__取り組む課題__. 「utility pole, dropping a point on every instance.」を含む行から項目の最後の行までを、両端を含めて、答え以外の行もすべて書き出してください。その範囲の行だけを対象とし、答えの座標は各数値を0.4倍に縮小して、四捨五入で整数にしてください。

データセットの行
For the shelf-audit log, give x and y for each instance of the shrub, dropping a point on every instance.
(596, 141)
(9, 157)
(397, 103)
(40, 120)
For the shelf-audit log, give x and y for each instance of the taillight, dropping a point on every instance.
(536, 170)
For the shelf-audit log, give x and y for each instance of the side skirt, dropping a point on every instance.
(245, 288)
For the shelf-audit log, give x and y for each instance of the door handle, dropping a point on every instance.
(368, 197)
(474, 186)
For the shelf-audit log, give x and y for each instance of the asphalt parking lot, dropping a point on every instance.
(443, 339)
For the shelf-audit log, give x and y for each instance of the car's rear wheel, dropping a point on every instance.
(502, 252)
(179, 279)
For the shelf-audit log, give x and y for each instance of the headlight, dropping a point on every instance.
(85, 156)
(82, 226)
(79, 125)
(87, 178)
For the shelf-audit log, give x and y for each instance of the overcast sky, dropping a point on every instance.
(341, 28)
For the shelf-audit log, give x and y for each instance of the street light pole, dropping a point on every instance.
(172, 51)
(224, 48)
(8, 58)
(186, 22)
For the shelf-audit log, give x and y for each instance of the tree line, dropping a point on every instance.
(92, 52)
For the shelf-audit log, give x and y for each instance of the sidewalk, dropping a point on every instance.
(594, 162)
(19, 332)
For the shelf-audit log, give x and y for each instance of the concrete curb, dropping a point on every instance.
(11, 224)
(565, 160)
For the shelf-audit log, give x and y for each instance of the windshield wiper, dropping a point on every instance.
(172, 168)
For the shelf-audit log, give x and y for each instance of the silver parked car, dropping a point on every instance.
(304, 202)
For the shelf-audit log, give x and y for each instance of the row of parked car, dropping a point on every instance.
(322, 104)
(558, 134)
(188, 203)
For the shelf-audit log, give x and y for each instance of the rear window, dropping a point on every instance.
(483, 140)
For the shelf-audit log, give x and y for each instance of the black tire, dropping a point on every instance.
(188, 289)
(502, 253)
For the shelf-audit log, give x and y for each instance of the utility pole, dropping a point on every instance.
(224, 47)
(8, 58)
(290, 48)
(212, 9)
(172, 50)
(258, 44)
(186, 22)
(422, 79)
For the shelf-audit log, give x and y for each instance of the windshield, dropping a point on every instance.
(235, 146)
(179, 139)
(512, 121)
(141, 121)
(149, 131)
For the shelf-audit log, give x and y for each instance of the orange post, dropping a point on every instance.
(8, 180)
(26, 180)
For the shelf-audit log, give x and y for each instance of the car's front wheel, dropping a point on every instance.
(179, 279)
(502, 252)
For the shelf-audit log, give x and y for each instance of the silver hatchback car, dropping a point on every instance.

__課題の結果__.
For the shelf-audit log, give x and y for each instance of the utility pole, dropping a point on every instance.
(90, 19)
(3, 23)
(116, 19)
(85, 4)
(69, 20)
(103, 18)
(74, 9)
(169, 32)
For the shelf-audit log, give x and y for each instance of the windshield, dropping a point on every instance.
(94, 58)
(72, 56)
(205, 48)
(56, 48)
(60, 52)
For the shelf-audit log, give x and y for each instance of the orange post, dropping a point on every instance.
(3, 72)
(10, 72)
For the shelf-audit log, give x and y for each instance of the car's front wheel, dropping a point on every instance.
(72, 112)
(201, 101)
For the shelf-audit log, give x and y for each instance of the silver hatchback car, dropping a point on every instance.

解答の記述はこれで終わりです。